> **Instructions for the task**: Pick out each line in the listing below that contains the word "thumb" and copy it in full. Case counts, so match capital and lowercase letters.

--- begin ---

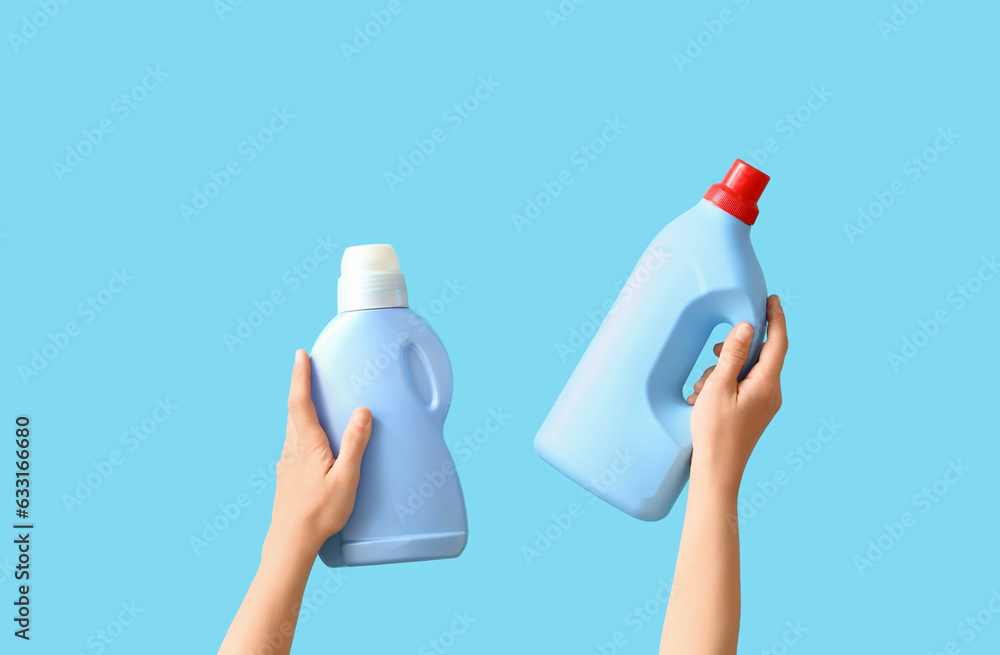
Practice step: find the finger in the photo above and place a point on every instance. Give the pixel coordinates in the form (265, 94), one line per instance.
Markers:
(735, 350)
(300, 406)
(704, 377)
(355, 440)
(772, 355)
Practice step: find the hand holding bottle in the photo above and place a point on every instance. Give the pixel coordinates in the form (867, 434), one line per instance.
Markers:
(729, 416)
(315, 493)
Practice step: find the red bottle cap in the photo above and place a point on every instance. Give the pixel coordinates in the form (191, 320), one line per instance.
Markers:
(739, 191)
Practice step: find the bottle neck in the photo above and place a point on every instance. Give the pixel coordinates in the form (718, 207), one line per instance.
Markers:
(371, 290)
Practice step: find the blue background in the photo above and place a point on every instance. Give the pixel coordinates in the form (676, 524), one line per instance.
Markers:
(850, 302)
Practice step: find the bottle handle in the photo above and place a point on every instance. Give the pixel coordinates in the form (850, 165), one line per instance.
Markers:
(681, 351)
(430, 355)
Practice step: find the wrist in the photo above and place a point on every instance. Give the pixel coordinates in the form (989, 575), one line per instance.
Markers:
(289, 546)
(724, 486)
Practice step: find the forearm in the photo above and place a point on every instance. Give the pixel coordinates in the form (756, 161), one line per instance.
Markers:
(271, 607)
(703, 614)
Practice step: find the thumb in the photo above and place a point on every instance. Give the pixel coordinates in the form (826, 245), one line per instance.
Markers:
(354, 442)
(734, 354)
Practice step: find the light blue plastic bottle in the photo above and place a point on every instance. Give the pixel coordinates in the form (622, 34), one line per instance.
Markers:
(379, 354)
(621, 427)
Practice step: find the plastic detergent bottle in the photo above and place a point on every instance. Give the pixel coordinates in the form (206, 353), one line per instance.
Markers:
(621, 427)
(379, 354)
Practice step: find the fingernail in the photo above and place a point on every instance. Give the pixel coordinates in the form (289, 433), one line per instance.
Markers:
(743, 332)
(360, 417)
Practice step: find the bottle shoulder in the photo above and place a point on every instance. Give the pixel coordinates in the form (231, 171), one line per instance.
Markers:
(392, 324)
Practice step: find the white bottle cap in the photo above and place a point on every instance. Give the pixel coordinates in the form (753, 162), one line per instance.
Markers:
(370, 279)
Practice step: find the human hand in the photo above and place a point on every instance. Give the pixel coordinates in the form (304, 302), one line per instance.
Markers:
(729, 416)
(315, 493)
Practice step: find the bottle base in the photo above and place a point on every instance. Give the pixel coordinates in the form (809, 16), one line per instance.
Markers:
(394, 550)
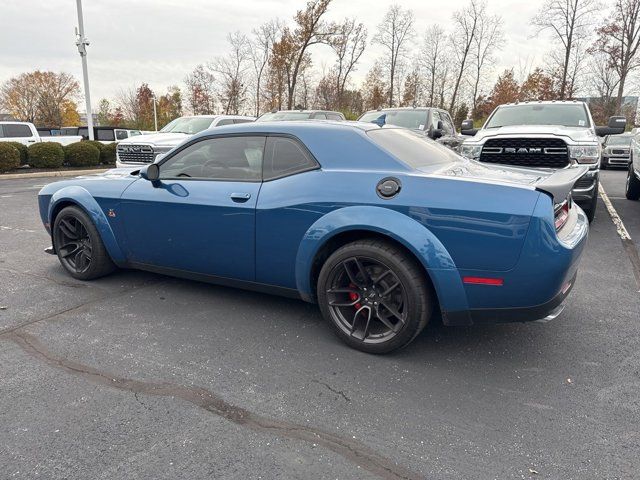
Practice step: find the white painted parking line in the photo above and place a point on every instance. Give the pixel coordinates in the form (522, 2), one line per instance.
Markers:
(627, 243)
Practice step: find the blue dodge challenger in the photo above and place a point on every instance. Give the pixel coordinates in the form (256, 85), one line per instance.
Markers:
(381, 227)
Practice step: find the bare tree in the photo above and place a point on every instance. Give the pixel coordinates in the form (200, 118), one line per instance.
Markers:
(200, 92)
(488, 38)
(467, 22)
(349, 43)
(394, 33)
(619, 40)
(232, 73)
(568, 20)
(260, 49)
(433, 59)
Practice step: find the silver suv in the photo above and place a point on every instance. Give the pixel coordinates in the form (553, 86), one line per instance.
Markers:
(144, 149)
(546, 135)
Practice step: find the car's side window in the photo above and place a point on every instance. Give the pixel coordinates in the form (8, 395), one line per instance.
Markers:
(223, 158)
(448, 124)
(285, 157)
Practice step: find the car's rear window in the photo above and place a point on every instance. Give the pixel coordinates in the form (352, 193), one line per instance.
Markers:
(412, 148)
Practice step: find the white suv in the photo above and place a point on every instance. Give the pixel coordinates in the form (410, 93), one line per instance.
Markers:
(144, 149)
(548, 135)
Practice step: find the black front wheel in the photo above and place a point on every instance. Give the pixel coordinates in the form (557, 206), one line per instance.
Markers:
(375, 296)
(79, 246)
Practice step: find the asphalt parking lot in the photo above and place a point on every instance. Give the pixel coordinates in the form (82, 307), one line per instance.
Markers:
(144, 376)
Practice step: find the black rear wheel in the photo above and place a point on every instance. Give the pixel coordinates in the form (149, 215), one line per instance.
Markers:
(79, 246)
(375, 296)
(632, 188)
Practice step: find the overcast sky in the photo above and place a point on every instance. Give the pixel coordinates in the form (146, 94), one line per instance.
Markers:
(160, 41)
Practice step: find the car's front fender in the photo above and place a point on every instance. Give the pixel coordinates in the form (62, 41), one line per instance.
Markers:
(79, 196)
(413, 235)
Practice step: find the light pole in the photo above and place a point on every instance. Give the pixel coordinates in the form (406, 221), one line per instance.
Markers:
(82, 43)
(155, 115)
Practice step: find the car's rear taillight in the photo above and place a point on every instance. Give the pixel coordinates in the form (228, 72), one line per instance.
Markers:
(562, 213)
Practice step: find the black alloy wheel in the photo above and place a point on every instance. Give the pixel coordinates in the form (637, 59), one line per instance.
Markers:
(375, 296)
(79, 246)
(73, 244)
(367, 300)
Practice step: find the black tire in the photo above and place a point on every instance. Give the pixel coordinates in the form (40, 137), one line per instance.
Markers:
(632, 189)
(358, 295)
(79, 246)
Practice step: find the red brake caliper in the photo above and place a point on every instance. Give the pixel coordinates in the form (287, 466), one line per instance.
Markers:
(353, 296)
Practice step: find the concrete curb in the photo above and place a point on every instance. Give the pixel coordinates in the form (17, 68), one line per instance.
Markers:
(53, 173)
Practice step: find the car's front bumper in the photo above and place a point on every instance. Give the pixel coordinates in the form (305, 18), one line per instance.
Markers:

--- end ---
--- begin ---

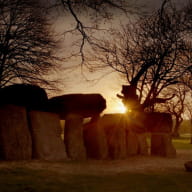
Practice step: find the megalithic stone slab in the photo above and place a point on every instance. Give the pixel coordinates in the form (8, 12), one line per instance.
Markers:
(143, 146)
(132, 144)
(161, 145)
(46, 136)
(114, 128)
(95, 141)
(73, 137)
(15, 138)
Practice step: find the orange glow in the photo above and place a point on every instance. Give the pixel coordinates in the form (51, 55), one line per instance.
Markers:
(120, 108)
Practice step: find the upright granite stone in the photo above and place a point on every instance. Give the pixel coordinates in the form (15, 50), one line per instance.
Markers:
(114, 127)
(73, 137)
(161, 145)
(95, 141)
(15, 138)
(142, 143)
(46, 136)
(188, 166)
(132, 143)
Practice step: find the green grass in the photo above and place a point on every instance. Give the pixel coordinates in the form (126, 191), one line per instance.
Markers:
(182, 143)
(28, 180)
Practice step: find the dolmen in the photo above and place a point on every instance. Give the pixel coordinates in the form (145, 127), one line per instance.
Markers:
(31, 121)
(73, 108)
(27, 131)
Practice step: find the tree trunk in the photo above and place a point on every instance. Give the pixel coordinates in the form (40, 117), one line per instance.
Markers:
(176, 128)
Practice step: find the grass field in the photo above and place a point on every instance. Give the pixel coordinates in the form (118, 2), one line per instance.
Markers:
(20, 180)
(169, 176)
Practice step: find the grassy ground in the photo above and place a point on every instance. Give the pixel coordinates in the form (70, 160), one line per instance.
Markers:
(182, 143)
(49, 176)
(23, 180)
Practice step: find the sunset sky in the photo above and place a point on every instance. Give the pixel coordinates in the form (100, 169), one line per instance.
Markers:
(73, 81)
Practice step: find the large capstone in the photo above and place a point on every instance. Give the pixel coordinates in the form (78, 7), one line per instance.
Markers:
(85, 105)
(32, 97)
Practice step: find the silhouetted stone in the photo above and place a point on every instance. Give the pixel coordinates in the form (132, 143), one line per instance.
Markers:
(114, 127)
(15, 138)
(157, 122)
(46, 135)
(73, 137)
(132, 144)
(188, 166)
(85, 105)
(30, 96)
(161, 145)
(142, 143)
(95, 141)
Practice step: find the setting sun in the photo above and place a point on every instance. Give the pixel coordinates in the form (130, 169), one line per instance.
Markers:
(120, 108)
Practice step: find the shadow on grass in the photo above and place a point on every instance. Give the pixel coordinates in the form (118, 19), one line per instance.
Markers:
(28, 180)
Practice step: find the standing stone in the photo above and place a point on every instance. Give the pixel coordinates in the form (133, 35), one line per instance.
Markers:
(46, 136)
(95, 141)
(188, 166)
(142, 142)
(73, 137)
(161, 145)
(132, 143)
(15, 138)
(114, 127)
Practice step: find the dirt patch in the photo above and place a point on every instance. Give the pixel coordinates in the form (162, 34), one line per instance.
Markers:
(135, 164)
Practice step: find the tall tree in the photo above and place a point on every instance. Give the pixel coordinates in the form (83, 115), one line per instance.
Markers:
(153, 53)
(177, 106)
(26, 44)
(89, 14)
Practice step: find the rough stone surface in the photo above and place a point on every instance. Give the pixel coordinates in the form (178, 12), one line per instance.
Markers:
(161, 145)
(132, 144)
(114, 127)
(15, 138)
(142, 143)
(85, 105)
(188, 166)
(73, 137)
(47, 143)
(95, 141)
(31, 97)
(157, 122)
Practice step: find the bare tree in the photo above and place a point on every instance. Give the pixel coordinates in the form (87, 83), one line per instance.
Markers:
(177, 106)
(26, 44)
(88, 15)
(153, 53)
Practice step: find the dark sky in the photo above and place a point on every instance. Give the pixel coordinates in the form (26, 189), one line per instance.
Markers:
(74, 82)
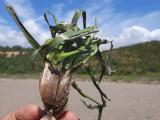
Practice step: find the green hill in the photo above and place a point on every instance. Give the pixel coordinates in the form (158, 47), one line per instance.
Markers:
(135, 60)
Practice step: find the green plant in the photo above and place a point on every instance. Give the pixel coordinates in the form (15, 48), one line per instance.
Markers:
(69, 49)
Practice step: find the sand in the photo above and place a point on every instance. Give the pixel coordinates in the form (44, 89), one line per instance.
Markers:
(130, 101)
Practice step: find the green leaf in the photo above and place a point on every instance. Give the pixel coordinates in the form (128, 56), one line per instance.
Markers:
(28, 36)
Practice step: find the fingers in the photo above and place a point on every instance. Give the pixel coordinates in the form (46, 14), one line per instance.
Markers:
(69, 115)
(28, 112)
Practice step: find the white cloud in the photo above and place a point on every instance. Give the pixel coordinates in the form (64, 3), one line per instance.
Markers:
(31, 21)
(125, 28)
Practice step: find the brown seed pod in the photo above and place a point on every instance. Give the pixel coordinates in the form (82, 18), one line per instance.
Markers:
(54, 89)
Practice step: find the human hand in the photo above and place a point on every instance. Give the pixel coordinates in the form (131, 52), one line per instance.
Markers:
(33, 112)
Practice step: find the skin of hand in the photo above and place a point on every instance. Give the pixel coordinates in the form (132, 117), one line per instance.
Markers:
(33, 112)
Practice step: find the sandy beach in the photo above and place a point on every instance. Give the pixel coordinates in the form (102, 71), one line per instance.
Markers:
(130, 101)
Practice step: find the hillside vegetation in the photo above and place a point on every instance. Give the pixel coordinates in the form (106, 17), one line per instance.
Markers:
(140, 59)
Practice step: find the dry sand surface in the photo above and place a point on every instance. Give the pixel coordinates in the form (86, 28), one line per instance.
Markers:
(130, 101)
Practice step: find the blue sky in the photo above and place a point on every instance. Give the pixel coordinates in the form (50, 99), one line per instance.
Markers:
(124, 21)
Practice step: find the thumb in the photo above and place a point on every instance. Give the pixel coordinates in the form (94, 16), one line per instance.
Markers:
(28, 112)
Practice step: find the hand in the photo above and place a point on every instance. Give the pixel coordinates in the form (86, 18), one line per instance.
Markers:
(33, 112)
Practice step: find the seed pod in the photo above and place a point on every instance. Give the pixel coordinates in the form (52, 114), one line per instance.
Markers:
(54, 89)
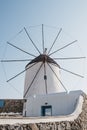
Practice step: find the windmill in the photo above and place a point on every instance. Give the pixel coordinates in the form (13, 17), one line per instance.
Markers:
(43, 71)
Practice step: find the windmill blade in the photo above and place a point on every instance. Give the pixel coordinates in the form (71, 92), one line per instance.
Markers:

--- end ---
--- begin ---

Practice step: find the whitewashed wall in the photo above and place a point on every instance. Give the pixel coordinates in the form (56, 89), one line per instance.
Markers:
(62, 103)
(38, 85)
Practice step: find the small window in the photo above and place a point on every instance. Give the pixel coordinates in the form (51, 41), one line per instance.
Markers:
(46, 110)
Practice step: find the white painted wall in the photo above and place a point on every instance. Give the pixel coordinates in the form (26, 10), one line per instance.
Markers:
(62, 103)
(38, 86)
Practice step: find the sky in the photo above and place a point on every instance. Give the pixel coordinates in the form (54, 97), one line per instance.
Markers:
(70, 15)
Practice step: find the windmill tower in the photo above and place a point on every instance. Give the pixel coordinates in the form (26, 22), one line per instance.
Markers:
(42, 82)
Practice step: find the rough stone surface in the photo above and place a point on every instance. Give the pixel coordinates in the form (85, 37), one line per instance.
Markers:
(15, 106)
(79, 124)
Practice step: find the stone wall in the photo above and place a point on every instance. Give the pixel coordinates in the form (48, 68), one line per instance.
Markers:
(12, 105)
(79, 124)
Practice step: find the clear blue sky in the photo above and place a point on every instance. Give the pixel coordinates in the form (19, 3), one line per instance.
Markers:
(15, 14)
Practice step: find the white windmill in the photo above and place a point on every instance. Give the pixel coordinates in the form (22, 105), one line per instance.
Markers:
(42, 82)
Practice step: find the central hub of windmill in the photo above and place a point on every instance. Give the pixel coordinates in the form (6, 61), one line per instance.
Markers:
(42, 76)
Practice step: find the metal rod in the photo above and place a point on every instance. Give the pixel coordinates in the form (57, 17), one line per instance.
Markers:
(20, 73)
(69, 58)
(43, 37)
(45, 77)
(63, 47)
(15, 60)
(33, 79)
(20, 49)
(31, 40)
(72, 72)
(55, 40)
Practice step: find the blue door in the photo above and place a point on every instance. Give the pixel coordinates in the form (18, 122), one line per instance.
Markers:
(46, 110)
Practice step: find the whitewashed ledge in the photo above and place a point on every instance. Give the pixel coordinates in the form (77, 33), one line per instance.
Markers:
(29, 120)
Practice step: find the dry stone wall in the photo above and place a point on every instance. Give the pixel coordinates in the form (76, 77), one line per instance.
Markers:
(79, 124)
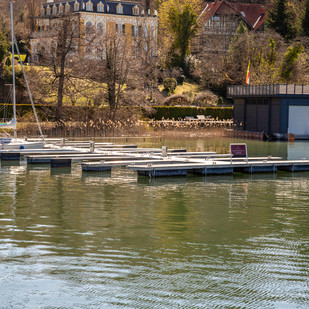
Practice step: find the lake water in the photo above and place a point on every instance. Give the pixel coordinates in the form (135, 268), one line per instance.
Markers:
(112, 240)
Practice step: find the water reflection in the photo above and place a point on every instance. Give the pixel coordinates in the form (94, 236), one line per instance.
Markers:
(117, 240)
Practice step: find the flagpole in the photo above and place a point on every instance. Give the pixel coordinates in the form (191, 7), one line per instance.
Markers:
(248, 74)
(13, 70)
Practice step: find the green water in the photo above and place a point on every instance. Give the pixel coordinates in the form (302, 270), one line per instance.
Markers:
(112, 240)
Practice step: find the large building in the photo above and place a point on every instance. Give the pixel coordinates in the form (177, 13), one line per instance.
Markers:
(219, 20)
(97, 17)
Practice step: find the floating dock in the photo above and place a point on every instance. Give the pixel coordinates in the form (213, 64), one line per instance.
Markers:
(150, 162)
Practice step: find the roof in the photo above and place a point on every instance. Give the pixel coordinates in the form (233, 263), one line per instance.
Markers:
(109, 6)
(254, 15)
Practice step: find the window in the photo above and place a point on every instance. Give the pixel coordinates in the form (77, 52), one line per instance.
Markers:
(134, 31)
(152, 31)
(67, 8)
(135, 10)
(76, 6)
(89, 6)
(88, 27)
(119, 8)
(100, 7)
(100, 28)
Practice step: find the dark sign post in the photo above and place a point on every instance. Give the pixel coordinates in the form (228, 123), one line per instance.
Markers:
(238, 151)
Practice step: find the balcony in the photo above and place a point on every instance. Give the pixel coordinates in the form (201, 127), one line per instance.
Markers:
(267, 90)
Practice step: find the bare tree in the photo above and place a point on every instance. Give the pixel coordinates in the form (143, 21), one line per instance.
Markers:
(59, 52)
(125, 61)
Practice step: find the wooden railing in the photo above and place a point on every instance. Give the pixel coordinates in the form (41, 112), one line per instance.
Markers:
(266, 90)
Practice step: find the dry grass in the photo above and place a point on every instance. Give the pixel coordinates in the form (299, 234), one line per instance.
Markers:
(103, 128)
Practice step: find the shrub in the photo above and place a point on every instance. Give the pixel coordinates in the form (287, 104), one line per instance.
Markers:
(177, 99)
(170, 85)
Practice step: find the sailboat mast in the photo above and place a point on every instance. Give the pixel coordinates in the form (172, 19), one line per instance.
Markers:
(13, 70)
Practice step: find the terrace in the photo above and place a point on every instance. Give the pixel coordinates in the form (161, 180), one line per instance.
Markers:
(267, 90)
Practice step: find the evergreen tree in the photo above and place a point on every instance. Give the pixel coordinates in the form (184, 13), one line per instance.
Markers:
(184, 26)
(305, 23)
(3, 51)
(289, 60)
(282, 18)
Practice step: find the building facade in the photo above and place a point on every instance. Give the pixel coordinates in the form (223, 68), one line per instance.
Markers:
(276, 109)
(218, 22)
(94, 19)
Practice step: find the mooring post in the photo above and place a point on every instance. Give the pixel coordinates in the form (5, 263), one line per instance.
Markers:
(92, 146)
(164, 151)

--- end ---

> **Expected answer**:
Practice step: find the thumb in the photo above and place a point on every instance. Give the pixel coordinates in the form (826, 245), one line per instance.
Practice step: find the thumb in the photo above and place a point on every instance. Give the pixel coordinates in the form (94, 16), one line per instance.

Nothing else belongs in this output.